*Required work*:
In the output, include exactly the lines from the beginning of the records up to and including the one that contains "pixel 732 558", and leave out the pictures.
===== Exercise data
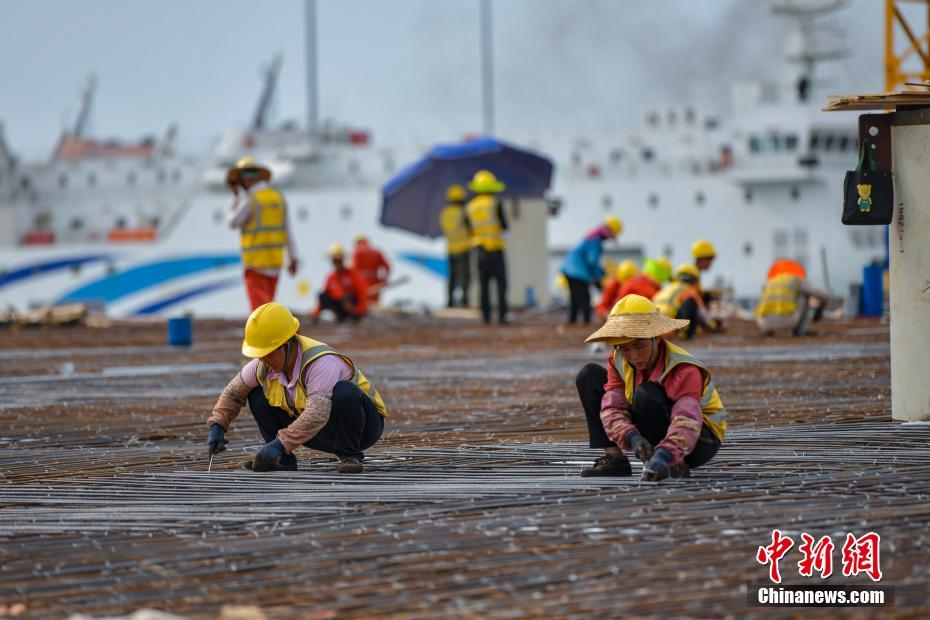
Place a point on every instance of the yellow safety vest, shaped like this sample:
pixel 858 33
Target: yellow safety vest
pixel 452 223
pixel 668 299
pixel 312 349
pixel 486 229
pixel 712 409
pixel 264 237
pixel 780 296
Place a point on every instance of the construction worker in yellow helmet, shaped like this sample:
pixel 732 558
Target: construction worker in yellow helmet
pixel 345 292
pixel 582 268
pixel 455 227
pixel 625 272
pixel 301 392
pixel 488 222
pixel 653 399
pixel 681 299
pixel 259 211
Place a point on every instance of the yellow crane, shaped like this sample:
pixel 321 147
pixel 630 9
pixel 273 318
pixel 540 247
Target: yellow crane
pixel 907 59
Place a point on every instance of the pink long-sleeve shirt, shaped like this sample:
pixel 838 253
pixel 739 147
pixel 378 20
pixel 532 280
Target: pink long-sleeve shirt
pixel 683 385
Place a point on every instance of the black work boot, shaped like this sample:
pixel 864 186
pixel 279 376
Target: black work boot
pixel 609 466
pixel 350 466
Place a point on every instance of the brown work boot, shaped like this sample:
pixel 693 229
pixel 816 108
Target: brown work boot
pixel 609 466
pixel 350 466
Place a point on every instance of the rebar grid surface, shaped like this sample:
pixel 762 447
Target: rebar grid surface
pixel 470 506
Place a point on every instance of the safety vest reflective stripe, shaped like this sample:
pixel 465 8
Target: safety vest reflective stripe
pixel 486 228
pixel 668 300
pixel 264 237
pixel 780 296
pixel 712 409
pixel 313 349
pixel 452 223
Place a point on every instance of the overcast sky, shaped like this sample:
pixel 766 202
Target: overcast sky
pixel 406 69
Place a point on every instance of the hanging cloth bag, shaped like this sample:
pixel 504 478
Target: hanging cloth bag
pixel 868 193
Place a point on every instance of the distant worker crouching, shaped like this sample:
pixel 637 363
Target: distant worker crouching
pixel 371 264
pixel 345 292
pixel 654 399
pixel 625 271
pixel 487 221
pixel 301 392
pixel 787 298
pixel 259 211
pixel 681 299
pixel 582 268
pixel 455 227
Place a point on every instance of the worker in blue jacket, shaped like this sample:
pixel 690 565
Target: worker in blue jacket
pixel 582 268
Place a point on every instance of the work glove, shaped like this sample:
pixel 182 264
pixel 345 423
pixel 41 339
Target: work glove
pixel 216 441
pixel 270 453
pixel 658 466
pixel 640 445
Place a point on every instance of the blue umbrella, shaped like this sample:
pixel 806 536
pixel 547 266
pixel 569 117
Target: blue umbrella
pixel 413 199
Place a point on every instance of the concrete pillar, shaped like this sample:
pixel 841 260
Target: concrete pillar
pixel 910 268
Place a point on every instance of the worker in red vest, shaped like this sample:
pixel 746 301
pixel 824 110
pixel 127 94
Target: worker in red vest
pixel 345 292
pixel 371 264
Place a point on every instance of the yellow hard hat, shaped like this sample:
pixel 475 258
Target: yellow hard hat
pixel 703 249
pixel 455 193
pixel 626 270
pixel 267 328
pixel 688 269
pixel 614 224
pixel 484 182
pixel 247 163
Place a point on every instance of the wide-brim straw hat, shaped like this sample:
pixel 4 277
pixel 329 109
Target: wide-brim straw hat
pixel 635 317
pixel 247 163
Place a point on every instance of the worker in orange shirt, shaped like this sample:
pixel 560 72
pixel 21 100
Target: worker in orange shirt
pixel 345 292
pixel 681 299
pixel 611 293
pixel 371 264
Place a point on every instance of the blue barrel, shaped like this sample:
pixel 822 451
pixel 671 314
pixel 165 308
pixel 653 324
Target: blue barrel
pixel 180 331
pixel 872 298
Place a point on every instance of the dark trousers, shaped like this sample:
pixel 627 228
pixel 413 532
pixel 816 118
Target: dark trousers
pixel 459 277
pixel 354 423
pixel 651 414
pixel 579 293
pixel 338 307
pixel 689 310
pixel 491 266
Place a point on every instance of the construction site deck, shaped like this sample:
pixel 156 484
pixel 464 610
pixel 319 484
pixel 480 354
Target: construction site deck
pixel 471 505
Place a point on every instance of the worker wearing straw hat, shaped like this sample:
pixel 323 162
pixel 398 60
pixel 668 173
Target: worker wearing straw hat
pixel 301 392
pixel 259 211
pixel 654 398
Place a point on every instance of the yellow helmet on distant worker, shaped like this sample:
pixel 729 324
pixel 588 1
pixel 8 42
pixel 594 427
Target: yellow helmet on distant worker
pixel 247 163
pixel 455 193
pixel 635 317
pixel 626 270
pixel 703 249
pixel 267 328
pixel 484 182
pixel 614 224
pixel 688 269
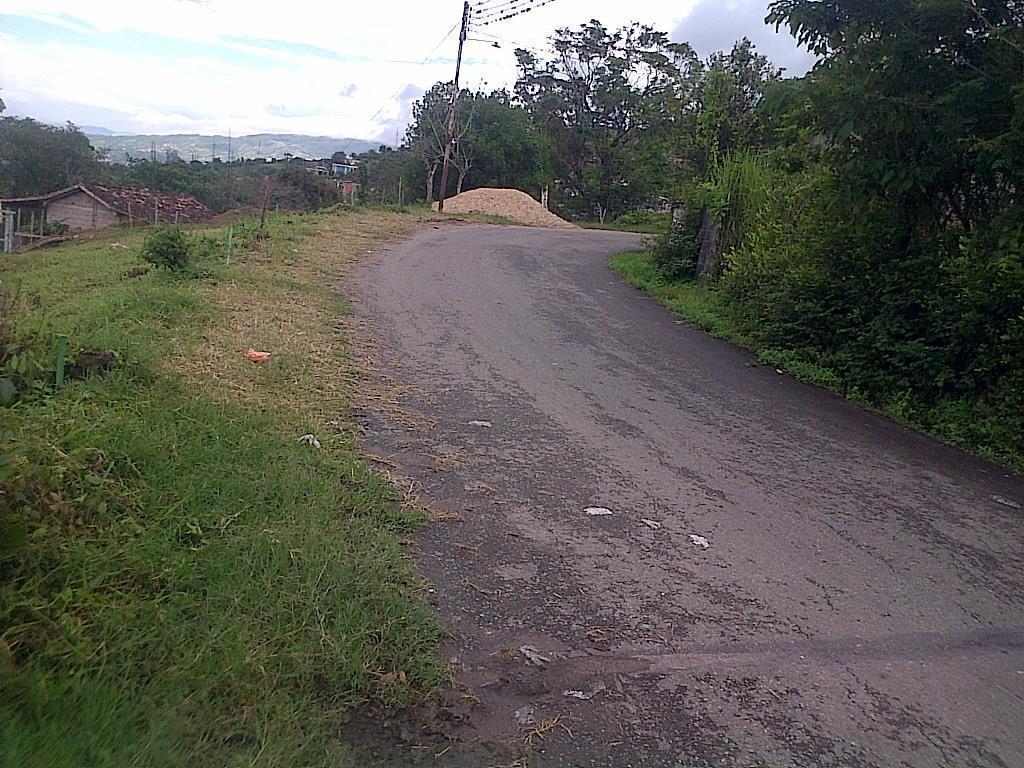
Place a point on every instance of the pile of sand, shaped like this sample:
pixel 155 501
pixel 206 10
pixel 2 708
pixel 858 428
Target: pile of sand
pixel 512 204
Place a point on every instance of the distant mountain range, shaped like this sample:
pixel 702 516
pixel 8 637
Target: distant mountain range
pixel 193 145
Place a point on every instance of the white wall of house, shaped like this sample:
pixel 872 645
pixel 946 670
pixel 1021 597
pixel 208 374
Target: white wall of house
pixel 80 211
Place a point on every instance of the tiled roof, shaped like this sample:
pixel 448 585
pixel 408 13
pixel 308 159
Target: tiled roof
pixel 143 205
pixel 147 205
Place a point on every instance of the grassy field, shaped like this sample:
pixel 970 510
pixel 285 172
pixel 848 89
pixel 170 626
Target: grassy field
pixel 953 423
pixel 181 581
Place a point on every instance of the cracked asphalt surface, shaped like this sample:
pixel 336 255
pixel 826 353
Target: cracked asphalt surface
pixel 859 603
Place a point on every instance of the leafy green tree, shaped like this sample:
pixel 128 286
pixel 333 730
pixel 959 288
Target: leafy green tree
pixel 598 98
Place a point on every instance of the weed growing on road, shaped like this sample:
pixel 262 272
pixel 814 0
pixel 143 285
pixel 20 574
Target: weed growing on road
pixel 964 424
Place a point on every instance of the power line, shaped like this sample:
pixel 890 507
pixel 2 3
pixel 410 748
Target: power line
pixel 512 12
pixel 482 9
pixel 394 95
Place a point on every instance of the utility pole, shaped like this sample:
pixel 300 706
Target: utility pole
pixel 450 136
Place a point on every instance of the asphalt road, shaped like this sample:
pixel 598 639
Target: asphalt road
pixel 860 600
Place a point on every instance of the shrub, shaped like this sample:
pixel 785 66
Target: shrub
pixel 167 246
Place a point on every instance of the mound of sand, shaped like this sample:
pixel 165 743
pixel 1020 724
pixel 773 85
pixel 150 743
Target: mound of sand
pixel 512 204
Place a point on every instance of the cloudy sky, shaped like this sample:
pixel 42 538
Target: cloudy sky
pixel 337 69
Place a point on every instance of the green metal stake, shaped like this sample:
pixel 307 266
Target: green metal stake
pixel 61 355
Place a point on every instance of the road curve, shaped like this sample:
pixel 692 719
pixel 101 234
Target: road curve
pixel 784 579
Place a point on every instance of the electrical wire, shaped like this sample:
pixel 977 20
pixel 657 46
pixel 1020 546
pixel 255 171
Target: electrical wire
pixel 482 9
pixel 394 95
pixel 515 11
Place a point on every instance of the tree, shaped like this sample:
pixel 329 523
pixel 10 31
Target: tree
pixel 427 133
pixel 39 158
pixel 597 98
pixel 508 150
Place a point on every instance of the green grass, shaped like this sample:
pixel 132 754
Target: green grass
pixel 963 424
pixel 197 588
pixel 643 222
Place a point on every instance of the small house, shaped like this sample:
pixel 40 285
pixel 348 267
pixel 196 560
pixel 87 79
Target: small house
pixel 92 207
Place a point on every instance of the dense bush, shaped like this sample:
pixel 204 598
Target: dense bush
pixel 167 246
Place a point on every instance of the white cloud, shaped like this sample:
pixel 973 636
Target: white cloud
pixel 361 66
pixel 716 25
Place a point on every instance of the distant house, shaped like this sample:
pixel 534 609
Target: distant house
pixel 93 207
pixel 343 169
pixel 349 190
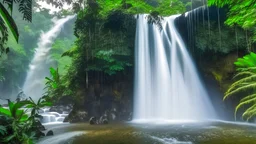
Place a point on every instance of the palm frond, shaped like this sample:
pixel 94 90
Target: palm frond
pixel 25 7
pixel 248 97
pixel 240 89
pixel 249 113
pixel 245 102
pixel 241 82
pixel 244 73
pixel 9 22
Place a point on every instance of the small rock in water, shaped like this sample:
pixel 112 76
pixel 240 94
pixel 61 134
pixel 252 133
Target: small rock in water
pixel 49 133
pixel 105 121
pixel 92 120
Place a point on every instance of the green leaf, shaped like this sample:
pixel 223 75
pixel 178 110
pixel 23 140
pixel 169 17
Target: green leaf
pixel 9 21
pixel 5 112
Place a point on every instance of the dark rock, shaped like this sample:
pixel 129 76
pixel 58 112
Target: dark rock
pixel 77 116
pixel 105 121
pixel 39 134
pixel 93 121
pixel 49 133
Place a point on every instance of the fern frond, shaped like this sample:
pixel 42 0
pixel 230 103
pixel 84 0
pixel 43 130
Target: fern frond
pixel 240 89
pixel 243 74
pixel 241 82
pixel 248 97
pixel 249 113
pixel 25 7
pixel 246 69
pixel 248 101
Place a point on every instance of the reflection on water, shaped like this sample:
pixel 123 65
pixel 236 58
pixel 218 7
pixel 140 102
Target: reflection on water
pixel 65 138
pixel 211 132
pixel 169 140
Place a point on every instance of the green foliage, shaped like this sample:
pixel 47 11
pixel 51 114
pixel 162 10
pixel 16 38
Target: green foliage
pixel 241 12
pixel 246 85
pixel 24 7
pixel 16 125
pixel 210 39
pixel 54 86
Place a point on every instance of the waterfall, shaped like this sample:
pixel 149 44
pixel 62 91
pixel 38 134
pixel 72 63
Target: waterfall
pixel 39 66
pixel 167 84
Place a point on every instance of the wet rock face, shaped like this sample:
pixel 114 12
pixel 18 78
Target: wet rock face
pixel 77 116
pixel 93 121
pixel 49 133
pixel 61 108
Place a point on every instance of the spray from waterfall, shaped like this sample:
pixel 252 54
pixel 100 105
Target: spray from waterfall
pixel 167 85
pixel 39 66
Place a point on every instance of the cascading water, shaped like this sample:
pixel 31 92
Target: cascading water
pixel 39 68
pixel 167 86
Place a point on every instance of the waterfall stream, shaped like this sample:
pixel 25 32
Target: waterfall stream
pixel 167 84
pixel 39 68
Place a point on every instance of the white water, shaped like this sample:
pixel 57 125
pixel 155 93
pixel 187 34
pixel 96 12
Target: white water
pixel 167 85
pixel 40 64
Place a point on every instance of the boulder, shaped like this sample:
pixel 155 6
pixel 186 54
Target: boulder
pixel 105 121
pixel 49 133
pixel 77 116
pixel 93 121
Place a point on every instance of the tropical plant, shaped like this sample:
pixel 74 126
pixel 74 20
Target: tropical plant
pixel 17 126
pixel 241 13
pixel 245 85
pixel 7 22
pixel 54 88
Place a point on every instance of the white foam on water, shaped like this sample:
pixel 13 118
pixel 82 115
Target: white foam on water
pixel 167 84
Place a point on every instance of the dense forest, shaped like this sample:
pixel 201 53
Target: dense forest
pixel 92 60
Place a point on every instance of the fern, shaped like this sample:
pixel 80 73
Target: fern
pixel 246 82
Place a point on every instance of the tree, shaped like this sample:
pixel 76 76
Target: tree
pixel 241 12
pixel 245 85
==========
*Answer below*:
Place a point on every instance of the yellow safety vest, shaped like this sample:
pixel 858 33
Target: yellow safety vest
pixel 452 223
pixel 668 299
pixel 312 349
pixel 486 229
pixel 712 409
pixel 264 237
pixel 780 296
Place a point on every instance of the construction worker in yellow helmet, shaped like this sample:
pixel 732 558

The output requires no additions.